* Directions: Return every line of the material below that contains the string "sign".

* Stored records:
—————
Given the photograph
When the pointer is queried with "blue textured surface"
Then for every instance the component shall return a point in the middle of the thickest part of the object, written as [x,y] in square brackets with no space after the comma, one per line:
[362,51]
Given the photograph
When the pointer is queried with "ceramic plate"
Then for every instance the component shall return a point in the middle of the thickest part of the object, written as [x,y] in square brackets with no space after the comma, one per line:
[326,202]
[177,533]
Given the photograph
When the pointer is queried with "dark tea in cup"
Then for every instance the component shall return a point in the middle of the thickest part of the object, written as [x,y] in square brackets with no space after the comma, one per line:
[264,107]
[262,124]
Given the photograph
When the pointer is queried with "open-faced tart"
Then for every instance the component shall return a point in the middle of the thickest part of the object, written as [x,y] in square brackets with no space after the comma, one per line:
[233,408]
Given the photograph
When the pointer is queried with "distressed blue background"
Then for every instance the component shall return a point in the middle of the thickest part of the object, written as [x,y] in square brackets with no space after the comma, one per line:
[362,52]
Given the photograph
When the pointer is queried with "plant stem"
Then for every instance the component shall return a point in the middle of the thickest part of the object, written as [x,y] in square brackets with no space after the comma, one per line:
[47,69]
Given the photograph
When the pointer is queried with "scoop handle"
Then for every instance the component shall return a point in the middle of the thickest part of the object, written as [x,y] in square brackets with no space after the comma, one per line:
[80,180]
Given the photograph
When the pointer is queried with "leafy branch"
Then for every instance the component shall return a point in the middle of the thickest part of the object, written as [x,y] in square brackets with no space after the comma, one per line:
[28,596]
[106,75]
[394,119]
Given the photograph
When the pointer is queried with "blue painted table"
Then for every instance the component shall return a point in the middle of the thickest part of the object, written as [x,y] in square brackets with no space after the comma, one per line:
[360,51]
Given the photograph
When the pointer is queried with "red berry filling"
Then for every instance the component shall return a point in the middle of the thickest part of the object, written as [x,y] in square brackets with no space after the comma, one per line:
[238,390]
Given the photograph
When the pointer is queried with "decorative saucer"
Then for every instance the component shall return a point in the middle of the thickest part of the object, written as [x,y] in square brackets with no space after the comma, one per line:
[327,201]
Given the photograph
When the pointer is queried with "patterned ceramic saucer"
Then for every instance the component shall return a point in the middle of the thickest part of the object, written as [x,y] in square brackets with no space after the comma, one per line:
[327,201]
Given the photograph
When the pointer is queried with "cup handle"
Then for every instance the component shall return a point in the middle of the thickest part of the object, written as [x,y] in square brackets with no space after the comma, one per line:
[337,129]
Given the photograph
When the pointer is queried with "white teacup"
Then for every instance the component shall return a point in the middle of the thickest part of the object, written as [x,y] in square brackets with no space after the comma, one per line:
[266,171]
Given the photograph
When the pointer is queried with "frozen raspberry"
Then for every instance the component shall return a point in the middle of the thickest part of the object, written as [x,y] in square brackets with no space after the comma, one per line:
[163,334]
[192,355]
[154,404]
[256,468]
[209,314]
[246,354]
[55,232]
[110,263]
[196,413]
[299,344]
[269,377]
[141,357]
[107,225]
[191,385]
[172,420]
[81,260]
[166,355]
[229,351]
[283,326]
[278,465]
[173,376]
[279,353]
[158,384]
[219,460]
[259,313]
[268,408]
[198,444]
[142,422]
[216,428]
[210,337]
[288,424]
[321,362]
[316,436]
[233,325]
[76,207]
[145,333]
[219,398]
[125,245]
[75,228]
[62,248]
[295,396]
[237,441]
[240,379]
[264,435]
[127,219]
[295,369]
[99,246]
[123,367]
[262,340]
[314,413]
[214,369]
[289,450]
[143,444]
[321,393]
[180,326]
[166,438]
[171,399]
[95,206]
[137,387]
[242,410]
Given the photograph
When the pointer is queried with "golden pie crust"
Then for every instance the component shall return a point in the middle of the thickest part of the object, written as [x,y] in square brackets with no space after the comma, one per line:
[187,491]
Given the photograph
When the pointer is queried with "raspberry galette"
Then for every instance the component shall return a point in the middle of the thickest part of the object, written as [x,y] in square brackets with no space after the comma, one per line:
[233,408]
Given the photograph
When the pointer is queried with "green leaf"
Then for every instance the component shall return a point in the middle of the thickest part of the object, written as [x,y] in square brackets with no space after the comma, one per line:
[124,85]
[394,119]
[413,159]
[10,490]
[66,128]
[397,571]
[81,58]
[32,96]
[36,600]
—————
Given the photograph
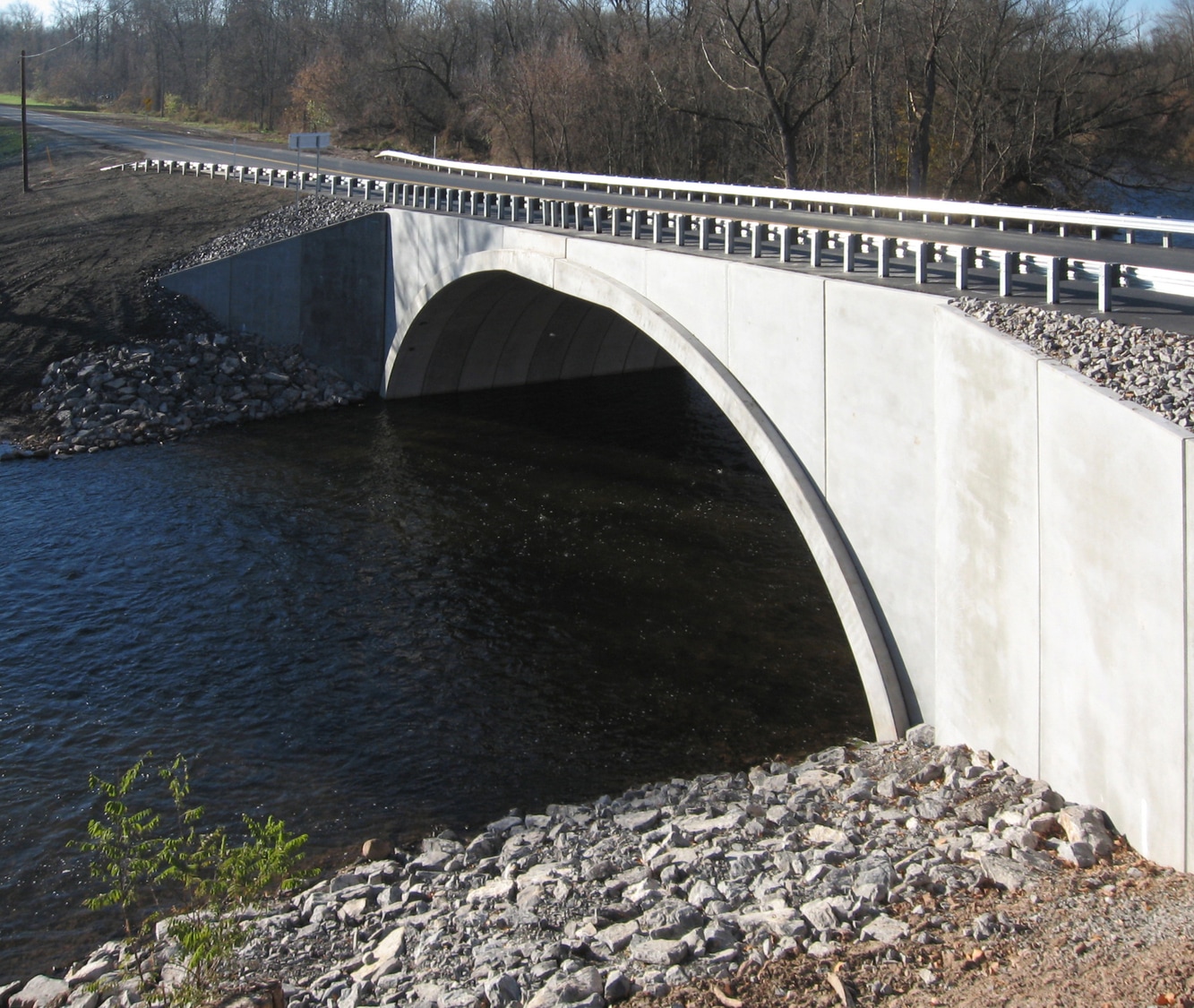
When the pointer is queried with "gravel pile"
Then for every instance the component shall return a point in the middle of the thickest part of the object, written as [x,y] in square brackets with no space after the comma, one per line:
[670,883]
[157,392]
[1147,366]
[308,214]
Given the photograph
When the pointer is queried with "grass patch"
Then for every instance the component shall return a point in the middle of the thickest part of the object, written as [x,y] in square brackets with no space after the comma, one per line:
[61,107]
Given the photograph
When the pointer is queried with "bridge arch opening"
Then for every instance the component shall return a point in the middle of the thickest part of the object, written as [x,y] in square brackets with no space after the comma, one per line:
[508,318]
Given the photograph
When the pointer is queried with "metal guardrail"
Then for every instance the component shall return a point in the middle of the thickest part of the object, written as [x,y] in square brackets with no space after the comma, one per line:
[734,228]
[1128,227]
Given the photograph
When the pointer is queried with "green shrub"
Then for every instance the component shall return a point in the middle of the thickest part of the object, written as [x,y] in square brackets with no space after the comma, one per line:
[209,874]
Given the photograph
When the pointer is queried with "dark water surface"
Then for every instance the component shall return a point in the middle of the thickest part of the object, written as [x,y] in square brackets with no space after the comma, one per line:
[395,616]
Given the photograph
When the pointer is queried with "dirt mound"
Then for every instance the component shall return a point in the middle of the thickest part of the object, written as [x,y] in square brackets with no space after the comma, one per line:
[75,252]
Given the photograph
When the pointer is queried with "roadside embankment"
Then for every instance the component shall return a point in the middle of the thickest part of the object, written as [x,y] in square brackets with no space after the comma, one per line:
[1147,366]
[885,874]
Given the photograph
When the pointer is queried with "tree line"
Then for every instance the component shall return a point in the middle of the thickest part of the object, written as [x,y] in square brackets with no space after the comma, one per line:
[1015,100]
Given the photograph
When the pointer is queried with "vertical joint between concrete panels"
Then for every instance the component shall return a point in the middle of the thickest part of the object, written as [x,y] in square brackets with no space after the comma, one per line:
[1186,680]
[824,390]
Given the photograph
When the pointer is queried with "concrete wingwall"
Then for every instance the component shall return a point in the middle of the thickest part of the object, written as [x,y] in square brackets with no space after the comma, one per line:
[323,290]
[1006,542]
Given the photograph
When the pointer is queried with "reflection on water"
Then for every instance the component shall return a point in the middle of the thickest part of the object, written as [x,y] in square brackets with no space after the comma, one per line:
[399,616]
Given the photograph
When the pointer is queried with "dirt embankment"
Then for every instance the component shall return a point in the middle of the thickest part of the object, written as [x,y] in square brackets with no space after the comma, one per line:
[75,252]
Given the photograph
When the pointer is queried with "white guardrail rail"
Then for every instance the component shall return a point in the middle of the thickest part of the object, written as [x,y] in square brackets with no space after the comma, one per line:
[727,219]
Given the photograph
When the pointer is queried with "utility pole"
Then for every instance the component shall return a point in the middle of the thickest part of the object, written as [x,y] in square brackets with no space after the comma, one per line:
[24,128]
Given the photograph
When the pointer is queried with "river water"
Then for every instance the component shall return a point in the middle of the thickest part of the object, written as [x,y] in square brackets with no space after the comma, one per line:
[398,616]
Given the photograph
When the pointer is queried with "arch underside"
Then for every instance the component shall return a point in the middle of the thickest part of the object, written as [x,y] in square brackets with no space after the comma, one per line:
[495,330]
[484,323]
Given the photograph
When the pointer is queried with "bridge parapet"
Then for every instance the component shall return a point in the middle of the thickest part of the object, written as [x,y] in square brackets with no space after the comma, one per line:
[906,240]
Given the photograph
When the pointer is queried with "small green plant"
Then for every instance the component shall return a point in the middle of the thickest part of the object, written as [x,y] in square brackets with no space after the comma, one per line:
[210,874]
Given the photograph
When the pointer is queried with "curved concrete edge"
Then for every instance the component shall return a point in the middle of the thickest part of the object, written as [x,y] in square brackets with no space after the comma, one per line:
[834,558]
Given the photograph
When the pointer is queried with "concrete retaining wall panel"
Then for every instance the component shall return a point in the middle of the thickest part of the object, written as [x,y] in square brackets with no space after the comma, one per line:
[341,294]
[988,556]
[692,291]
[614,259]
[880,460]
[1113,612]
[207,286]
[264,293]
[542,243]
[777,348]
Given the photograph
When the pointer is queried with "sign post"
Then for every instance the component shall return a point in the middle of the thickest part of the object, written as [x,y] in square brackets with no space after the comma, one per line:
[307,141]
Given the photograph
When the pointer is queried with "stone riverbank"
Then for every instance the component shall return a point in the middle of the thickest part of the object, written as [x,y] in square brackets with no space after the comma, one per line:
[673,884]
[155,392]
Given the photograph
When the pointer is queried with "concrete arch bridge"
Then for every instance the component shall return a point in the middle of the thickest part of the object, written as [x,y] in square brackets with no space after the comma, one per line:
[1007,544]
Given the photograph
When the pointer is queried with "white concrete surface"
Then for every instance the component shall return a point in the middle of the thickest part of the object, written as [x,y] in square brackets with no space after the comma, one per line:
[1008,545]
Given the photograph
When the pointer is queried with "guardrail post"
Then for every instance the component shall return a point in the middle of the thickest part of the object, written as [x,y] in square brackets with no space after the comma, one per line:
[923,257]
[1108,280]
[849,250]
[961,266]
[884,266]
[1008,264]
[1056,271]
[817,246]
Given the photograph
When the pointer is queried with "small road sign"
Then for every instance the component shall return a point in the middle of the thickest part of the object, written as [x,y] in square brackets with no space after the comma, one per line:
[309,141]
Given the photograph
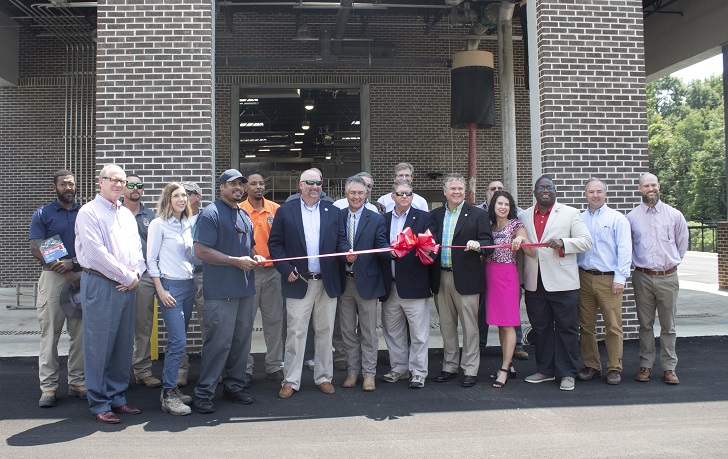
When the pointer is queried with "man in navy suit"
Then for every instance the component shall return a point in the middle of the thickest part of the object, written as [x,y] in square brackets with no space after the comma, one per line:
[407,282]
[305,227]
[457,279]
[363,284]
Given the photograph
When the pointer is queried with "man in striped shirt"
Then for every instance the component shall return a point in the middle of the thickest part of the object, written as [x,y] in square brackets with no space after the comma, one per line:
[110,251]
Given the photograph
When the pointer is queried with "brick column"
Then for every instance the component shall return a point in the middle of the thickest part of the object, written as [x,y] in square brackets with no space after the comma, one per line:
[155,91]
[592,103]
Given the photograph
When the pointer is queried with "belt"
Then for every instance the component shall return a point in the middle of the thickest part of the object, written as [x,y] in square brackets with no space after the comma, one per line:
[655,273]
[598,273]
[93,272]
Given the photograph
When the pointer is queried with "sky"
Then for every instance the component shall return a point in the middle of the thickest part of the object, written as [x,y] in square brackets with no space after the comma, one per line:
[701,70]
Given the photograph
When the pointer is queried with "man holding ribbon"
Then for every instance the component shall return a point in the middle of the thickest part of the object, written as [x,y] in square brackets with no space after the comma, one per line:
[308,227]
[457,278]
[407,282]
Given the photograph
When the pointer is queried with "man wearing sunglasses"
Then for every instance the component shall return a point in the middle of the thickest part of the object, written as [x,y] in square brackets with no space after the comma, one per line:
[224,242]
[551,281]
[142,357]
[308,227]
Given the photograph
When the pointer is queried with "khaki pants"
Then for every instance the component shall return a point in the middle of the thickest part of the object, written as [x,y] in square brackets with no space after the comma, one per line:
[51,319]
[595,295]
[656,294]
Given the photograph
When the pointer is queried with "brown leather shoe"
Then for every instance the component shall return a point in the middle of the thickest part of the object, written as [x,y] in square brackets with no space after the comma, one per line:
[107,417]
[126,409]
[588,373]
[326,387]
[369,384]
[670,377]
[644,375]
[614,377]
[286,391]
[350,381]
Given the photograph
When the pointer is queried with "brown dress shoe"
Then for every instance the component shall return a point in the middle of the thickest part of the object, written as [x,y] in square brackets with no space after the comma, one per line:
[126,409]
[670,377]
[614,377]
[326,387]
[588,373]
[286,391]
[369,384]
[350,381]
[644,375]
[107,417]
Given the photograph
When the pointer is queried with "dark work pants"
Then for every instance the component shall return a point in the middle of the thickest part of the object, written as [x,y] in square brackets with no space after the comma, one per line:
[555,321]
—————
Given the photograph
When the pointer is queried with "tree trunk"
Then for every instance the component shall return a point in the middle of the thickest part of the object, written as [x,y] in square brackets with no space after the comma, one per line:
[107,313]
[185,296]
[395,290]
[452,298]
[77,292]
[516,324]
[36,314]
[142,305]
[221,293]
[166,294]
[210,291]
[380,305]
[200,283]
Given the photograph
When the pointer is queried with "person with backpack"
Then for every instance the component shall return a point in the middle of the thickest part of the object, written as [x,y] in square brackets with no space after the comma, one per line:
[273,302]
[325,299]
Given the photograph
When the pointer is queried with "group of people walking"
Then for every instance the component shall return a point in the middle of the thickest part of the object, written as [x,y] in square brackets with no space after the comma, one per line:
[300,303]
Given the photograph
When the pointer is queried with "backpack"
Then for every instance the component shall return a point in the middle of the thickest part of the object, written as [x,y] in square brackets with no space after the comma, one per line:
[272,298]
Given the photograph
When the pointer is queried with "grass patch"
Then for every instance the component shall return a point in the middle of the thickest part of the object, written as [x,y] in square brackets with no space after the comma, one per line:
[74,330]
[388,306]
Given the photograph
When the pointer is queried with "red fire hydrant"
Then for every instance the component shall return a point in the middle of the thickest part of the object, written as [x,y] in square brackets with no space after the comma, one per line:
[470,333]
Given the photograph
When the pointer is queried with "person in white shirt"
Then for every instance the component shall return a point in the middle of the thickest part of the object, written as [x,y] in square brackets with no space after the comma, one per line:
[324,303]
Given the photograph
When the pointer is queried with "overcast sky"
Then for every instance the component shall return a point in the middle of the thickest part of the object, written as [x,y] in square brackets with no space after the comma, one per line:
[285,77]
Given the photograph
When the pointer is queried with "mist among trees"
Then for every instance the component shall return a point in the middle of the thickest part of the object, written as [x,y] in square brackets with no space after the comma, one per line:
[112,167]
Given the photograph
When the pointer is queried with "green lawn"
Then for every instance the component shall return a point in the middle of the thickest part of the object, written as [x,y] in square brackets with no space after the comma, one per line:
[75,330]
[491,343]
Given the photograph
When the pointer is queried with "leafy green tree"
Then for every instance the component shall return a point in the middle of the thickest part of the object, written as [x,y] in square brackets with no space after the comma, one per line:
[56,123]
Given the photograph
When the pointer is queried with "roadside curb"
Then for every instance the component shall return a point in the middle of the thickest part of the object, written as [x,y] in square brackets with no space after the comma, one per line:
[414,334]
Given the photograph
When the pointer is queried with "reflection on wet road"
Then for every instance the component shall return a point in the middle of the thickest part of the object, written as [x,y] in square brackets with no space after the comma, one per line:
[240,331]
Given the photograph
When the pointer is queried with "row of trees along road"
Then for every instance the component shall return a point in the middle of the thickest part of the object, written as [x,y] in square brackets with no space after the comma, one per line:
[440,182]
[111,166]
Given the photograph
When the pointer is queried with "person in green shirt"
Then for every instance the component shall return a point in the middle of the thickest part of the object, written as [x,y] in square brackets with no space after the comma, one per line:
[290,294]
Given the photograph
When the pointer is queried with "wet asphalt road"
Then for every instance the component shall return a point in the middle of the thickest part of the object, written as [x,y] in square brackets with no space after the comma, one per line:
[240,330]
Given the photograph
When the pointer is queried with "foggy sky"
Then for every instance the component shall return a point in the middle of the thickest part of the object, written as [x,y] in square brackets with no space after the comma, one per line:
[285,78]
—————
* Solved exercise:
When the pointer is queried with "sign post"
When the pointer is queried with "small road sign"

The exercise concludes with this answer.